Dataset entries

**********

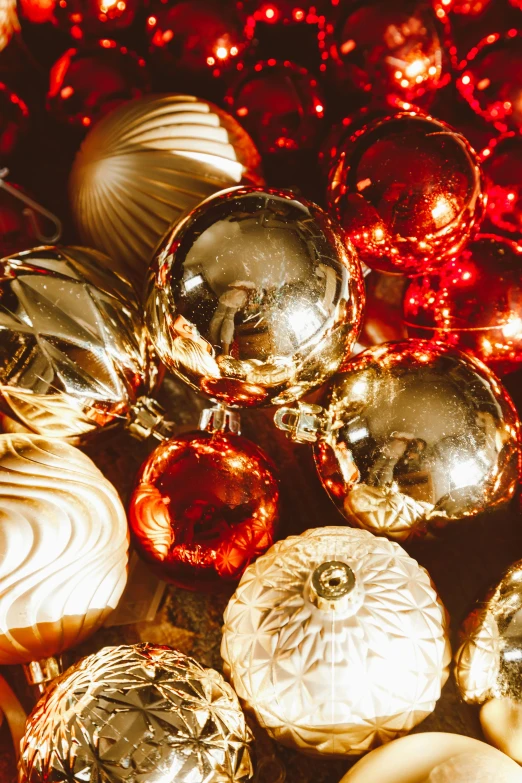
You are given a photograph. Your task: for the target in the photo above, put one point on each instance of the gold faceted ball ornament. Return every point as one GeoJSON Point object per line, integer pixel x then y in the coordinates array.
{"type": "Point", "coordinates": [146, 164]}
{"type": "Point", "coordinates": [63, 548]}
{"type": "Point", "coordinates": [336, 640]}
{"type": "Point", "coordinates": [434, 757]}
{"type": "Point", "coordinates": [254, 298]}
{"type": "Point", "coordinates": [143, 714]}
{"type": "Point", "coordinates": [488, 664]}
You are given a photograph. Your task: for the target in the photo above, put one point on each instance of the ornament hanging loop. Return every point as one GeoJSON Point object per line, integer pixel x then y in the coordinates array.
{"type": "Point", "coordinates": [32, 208]}
{"type": "Point", "coordinates": [303, 424]}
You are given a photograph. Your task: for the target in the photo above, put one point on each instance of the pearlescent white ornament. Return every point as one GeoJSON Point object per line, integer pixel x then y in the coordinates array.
{"type": "Point", "coordinates": [336, 640]}
{"type": "Point", "coordinates": [63, 547]}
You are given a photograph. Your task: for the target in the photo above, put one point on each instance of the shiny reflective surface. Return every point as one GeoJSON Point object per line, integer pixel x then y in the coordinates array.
{"type": "Point", "coordinates": [474, 303]}
{"type": "Point", "coordinates": [74, 356]}
{"type": "Point", "coordinates": [491, 80]}
{"type": "Point", "coordinates": [254, 298]}
{"type": "Point", "coordinates": [502, 166]}
{"type": "Point", "coordinates": [142, 713]}
{"type": "Point", "coordinates": [391, 49]}
{"type": "Point", "coordinates": [204, 506]}
{"type": "Point", "coordinates": [408, 191]}
{"type": "Point", "coordinates": [418, 436]}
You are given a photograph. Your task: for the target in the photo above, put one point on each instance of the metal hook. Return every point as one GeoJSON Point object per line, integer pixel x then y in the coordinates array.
{"type": "Point", "coordinates": [32, 207]}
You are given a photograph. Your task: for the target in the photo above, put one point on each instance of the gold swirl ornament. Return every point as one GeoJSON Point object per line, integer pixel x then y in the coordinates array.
{"type": "Point", "coordinates": [149, 162]}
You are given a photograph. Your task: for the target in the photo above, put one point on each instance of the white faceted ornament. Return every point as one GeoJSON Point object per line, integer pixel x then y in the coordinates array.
{"type": "Point", "coordinates": [336, 640]}
{"type": "Point", "coordinates": [63, 547]}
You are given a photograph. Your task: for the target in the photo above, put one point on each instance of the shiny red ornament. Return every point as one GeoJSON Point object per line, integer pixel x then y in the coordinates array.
{"type": "Point", "coordinates": [474, 303]}
{"type": "Point", "coordinates": [94, 18]}
{"type": "Point", "coordinates": [280, 105]}
{"type": "Point", "coordinates": [85, 84]}
{"type": "Point", "coordinates": [394, 50]}
{"type": "Point", "coordinates": [408, 190]}
{"type": "Point", "coordinates": [491, 80]}
{"type": "Point", "coordinates": [204, 506]}
{"type": "Point", "coordinates": [195, 37]}
{"type": "Point", "coordinates": [502, 166]}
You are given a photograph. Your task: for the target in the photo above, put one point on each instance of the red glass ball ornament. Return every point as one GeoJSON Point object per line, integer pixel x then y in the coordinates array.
{"type": "Point", "coordinates": [94, 18]}
{"type": "Point", "coordinates": [474, 303]}
{"type": "Point", "coordinates": [14, 121]}
{"type": "Point", "coordinates": [491, 80]}
{"type": "Point", "coordinates": [409, 192]}
{"type": "Point", "coordinates": [204, 506]}
{"type": "Point", "coordinates": [85, 84]}
{"type": "Point", "coordinates": [397, 50]}
{"type": "Point", "coordinates": [502, 166]}
{"type": "Point", "coordinates": [279, 104]}
{"type": "Point", "coordinates": [196, 37]}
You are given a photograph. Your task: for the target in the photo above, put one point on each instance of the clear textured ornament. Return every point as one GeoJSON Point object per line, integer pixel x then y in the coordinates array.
{"type": "Point", "coordinates": [255, 297]}
{"type": "Point", "coordinates": [413, 436]}
{"type": "Point", "coordinates": [336, 640]}
{"type": "Point", "coordinates": [75, 355]}
{"type": "Point", "coordinates": [142, 713]}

**********

TASK TO COMPLETE — Please transcribe each entry exactly, but skip any picture it holds.

TASK RESPONSE —
You are given a photograph. Your task: for the target in the photo above, put one point on each instance of the gold faceted ball ornament. Return every point as one GeoJSON Point object per line, integer pixel x then y in the coordinates array.
{"type": "Point", "coordinates": [146, 164]}
{"type": "Point", "coordinates": [63, 548]}
{"type": "Point", "coordinates": [336, 640]}
{"type": "Point", "coordinates": [434, 757]}
{"type": "Point", "coordinates": [254, 298]}
{"type": "Point", "coordinates": [143, 714]}
{"type": "Point", "coordinates": [488, 664]}
You are given a photograph. Your task: for the target in the photo above, put one point on each instance of the ornament hanging loop. Return every point as one GeoJSON Point object per line, integer pixel x then y in the coordinates array.
{"type": "Point", "coordinates": [32, 208]}
{"type": "Point", "coordinates": [303, 424]}
You are given a photograph. Your task: for the target in the photo above, put one point on each instance of the pearlescent white ornament. Return every point as one GeoJSON Point object per line, integer pixel x then y in the coordinates array.
{"type": "Point", "coordinates": [336, 640]}
{"type": "Point", "coordinates": [63, 547]}
You are given a photograph. Your task: for the target in the photo above, put one point on each instance of the shiny reflective surface. Return every point as one GeoJSON Point object per line, integer pixel x then y in the coordinates array.
{"type": "Point", "coordinates": [474, 303]}
{"type": "Point", "coordinates": [74, 356]}
{"type": "Point", "coordinates": [491, 80]}
{"type": "Point", "coordinates": [254, 298]}
{"type": "Point", "coordinates": [502, 166]}
{"type": "Point", "coordinates": [142, 713]}
{"type": "Point", "coordinates": [391, 49]}
{"type": "Point", "coordinates": [204, 506]}
{"type": "Point", "coordinates": [408, 191]}
{"type": "Point", "coordinates": [418, 436]}
You are given a photograph. Your task: for the target in the photo above, put one point on each instance of the metal hook. Return every point as one GeoJSON Point object per line, integer pixel x then y in the coordinates array.
{"type": "Point", "coordinates": [32, 207]}
You are given a photograph. Your task: for the target in the photo above, put one point on each instance of the gold swirl ornament. Return every point as one GeoJSON Point object per line, integer pixel x then y in the coordinates array.
{"type": "Point", "coordinates": [149, 162]}
You are given a photograph. Your task: for the target in the photo above, put one point on each instance of the white faceted ornament. Return every point as one GeoJSON Point object per line, integer pixel x then y in the coordinates array.
{"type": "Point", "coordinates": [336, 640]}
{"type": "Point", "coordinates": [63, 547]}
You are given a photograph. Your task: for the target in the photo above, put one point on each instance of the shiny red ornament. Return every point as one GeoJSON Point object per line, integer pixel x then y in the coordinates array.
{"type": "Point", "coordinates": [474, 303]}
{"type": "Point", "coordinates": [94, 18]}
{"type": "Point", "coordinates": [280, 105]}
{"type": "Point", "coordinates": [85, 84]}
{"type": "Point", "coordinates": [394, 50]}
{"type": "Point", "coordinates": [408, 190]}
{"type": "Point", "coordinates": [491, 80]}
{"type": "Point", "coordinates": [204, 506]}
{"type": "Point", "coordinates": [195, 37]}
{"type": "Point", "coordinates": [502, 166]}
You are given a photograph. Your task: for the target in the photo above, put one point on each instance of the red glass ball ornament. Return every point as one GeoJSON Point object per line, integer pixel x then y in the coordinates array.
{"type": "Point", "coordinates": [94, 18]}
{"type": "Point", "coordinates": [474, 303]}
{"type": "Point", "coordinates": [14, 121]}
{"type": "Point", "coordinates": [491, 80]}
{"type": "Point", "coordinates": [409, 192]}
{"type": "Point", "coordinates": [204, 506]}
{"type": "Point", "coordinates": [85, 84]}
{"type": "Point", "coordinates": [397, 50]}
{"type": "Point", "coordinates": [502, 166]}
{"type": "Point", "coordinates": [279, 104]}
{"type": "Point", "coordinates": [196, 37]}
You are given a photograph. Your task: for the target in the photo above, put one point on each instance of the clear textured ornament. Return every point as one GeoJSON Point object per line, integer pixel x then y in the coordinates array.
{"type": "Point", "coordinates": [255, 297]}
{"type": "Point", "coordinates": [413, 436]}
{"type": "Point", "coordinates": [336, 640]}
{"type": "Point", "coordinates": [75, 355]}
{"type": "Point", "coordinates": [142, 713]}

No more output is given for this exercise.